Point annotation records:
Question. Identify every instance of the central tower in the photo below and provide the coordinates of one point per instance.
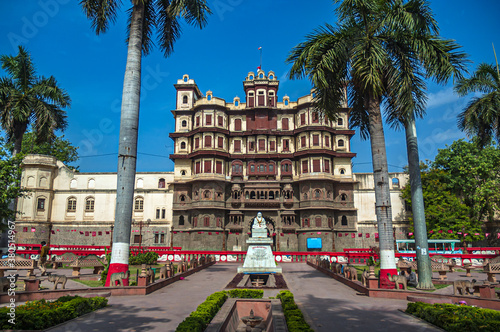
(283, 158)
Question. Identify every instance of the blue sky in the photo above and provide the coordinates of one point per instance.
(91, 69)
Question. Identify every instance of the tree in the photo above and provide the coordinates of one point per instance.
(58, 147)
(144, 17)
(27, 99)
(10, 182)
(460, 190)
(380, 53)
(481, 116)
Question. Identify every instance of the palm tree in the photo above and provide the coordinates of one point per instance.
(28, 99)
(481, 117)
(381, 52)
(145, 16)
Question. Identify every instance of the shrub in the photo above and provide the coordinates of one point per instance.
(246, 293)
(38, 315)
(458, 318)
(294, 317)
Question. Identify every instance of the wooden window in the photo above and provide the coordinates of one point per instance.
(315, 117)
(89, 204)
(315, 140)
(237, 146)
(207, 167)
(316, 165)
(40, 204)
(262, 144)
(237, 124)
(284, 124)
(304, 166)
(286, 145)
(139, 204)
(218, 167)
(71, 204)
(208, 141)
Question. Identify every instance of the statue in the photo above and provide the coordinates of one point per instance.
(259, 221)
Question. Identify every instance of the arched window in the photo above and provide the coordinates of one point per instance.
(71, 204)
(89, 204)
(139, 204)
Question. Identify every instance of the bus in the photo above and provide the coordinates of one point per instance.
(435, 246)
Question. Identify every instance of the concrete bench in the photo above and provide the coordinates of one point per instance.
(64, 259)
(19, 263)
(87, 261)
(491, 269)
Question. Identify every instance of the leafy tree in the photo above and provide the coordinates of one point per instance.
(146, 17)
(481, 116)
(28, 99)
(58, 147)
(10, 182)
(460, 190)
(380, 54)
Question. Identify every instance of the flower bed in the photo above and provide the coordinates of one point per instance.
(294, 318)
(199, 319)
(459, 318)
(39, 315)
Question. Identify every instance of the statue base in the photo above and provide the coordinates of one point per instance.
(259, 258)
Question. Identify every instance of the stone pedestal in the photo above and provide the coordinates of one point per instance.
(487, 291)
(31, 285)
(142, 281)
(259, 258)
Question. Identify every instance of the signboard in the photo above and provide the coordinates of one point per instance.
(314, 243)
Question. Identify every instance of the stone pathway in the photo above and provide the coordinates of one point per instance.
(327, 304)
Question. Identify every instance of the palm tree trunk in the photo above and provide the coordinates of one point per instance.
(417, 207)
(127, 148)
(382, 194)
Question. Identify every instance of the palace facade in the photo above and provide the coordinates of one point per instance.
(232, 160)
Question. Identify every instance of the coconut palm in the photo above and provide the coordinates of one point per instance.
(481, 117)
(145, 18)
(28, 99)
(381, 52)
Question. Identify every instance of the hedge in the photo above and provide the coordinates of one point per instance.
(294, 317)
(199, 319)
(39, 315)
(459, 318)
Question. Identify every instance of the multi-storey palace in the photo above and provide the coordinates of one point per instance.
(282, 158)
(232, 160)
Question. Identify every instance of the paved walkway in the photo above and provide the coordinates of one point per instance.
(327, 304)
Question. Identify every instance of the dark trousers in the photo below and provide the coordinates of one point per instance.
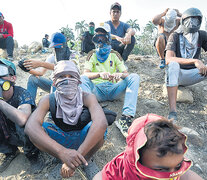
(8, 44)
(124, 50)
(17, 138)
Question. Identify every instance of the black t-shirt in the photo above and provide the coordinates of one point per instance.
(173, 44)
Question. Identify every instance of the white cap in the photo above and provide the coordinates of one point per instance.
(103, 26)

● Given instruction
Rewrite the lines from the one containing "Question. Identify every instance of the coconut" through the end of the records, inclusive, as a numbered list. Leave out blank lines and the pictures.

● Task result
1. Question. Identify every instance of the coconut palm in the photo above and provide the coordinates of one point per instance.
2. (481, 117)
3. (145, 18)
4. (28, 99)
5. (381, 52)
6. Question. Identify every instance of the hedge in the photo above and provide the coordinates of one point per instance.
7. (294, 317)
8. (199, 319)
9. (39, 315)
10. (459, 318)
11. Question. Identify every instance of the multi-storey palace in the photo above and provide the coordinates of one point per instance.
12. (282, 158)
13. (232, 160)
14. Question. Identify every instance of the paved walkway in the photo above and provide the coordinates of one point per instance.
15. (327, 304)
16. Question. Identify every instance of the dark trousers in the photo below and provide the coordinates of one point per instance.
17. (8, 44)
18. (124, 50)
19. (17, 138)
20. Question. Identify every instance of the black t-shirt in the photo above and provide the coordinates of one point per instance.
21. (173, 44)
22. Question. Identify every instance of the white cap in the photo above and provide the coordinates of one point per instance.
23. (103, 26)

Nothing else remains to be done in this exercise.